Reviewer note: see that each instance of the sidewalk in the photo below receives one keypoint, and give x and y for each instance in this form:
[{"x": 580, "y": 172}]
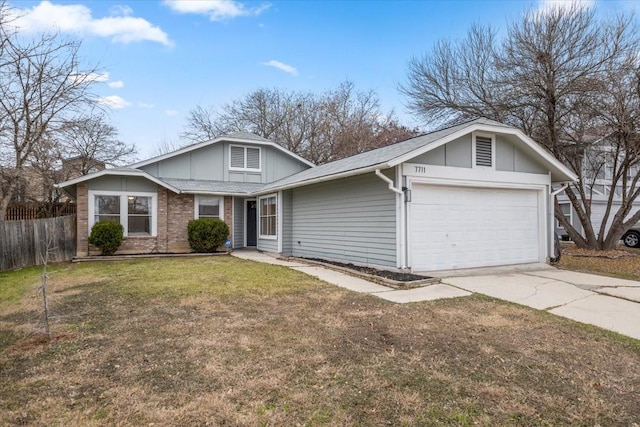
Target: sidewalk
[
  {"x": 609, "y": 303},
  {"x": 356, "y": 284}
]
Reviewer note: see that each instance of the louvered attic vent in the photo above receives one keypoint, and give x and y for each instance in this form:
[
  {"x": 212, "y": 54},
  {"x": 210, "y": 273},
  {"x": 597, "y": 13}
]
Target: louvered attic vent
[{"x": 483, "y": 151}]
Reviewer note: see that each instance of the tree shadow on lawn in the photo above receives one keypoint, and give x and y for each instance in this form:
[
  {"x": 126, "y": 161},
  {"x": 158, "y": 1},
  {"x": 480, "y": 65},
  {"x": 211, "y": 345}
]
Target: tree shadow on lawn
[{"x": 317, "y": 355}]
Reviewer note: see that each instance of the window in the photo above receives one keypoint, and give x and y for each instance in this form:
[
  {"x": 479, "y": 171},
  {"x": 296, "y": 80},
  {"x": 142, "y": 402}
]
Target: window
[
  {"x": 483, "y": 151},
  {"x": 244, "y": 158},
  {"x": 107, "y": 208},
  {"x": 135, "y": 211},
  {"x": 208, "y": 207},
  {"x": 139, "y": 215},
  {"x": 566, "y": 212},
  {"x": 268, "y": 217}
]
------------------------------------------------------------
# Task goal:
Isolate the lines above that contain the word "note" and copy them.

# Completed task:
Reviewer note: see that each instance of the sidewalk in the photo below receives one keypoint, and give x and y for each instance in this form:
Reviewer note: see that each instance of the louvered attic vent in the photo above receives one keypoint, and give x and y for each instance in this form:
Reviewer note: see that each instance of the tree shadow on lawn in the photo above receives one keypoint, and give x and y for each instance in this form:
Reviewer note: see that each instance of the window in the photo above receives one keypoint, and give x and y for each instance in this form:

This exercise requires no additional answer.